• **Task details**: Your answer must be the full set of records, repeated exactly.
Available data START
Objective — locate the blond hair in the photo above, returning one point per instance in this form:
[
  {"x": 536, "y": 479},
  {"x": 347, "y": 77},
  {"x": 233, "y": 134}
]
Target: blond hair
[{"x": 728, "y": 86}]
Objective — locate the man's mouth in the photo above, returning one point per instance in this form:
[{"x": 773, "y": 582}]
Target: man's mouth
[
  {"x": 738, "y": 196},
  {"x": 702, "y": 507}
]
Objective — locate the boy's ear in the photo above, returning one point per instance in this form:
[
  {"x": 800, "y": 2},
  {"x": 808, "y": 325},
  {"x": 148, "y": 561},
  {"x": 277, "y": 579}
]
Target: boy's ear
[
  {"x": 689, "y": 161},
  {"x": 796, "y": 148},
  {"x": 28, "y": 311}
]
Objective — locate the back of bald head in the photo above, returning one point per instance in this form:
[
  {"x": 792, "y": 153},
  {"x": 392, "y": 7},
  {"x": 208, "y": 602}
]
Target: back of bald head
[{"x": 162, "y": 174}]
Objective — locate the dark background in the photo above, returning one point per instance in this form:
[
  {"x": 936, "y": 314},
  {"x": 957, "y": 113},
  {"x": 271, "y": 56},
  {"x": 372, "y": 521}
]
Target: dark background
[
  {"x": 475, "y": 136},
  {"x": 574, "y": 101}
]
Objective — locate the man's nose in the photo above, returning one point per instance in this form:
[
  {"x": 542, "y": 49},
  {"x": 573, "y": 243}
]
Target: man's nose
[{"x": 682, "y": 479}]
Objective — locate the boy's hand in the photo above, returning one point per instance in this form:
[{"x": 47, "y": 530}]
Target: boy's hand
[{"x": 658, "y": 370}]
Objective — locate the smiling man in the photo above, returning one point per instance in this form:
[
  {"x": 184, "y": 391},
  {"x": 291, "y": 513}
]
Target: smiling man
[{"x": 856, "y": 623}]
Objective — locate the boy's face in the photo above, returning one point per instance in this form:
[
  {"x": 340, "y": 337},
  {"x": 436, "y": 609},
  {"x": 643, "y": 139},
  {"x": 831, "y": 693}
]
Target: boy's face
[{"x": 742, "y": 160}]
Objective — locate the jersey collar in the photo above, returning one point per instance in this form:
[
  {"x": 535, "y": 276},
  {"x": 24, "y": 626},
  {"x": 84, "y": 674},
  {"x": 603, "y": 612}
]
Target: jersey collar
Available data END
• **Completed exercise**:
Objective — locate the blond hair in the photo above, returning one point per instance in this form:
[
  {"x": 536, "y": 479},
  {"x": 347, "y": 77},
  {"x": 233, "y": 134}
]
Target: blond hair
[{"x": 728, "y": 86}]
Objective — locate the man's mouth in the photo above, returning one point per instance in this form:
[{"x": 773, "y": 582}]
Target: man's mouth
[
  {"x": 738, "y": 196},
  {"x": 702, "y": 507}
]
Objective — locate the boy's ear in the photo above, returning one point per instance in this form:
[
  {"x": 800, "y": 2},
  {"x": 808, "y": 325},
  {"x": 148, "y": 561},
  {"x": 277, "y": 579}
]
Target: boy's ear
[
  {"x": 689, "y": 161},
  {"x": 796, "y": 148},
  {"x": 28, "y": 311}
]
Objective — locate the back of bald head in the photo above, returning one point per instance in this form:
[
  {"x": 792, "y": 153},
  {"x": 392, "y": 7},
  {"x": 208, "y": 602}
]
Target: back of bald head
[{"x": 162, "y": 174}]
Objective — locate the dark background in the photo above, returning one point per instance in this form:
[
  {"x": 936, "y": 314},
  {"x": 957, "y": 113},
  {"x": 271, "y": 56},
  {"x": 372, "y": 521}
]
Target: dark background
[
  {"x": 475, "y": 136},
  {"x": 574, "y": 101}
]
Objective — locate the man's nose in the photo above, returning one point per instance in this form:
[
  {"x": 542, "y": 49},
  {"x": 573, "y": 243}
]
Target: man's nose
[{"x": 682, "y": 479}]
Objective — locate the boy's hand in the photo above, returning one point per instance in this form:
[{"x": 47, "y": 530}]
Target: boy's hand
[{"x": 658, "y": 370}]
Objective — locate the smiling man in the photo above, returning one point per instance in this form:
[
  {"x": 184, "y": 391},
  {"x": 291, "y": 513}
]
Target: smiling man
[{"x": 856, "y": 623}]
Objective — locate the boy's face in the photo above, returning one point per instance in this form:
[
  {"x": 340, "y": 337},
  {"x": 436, "y": 609},
  {"x": 643, "y": 139},
  {"x": 831, "y": 693}
]
Target: boy's face
[{"x": 742, "y": 160}]
Objective — locate the jersey collar in the photo above, returning one point per instance in this form:
[
  {"x": 535, "y": 276},
  {"x": 24, "y": 626},
  {"x": 84, "y": 674},
  {"x": 603, "y": 612}
]
Target: jersey collar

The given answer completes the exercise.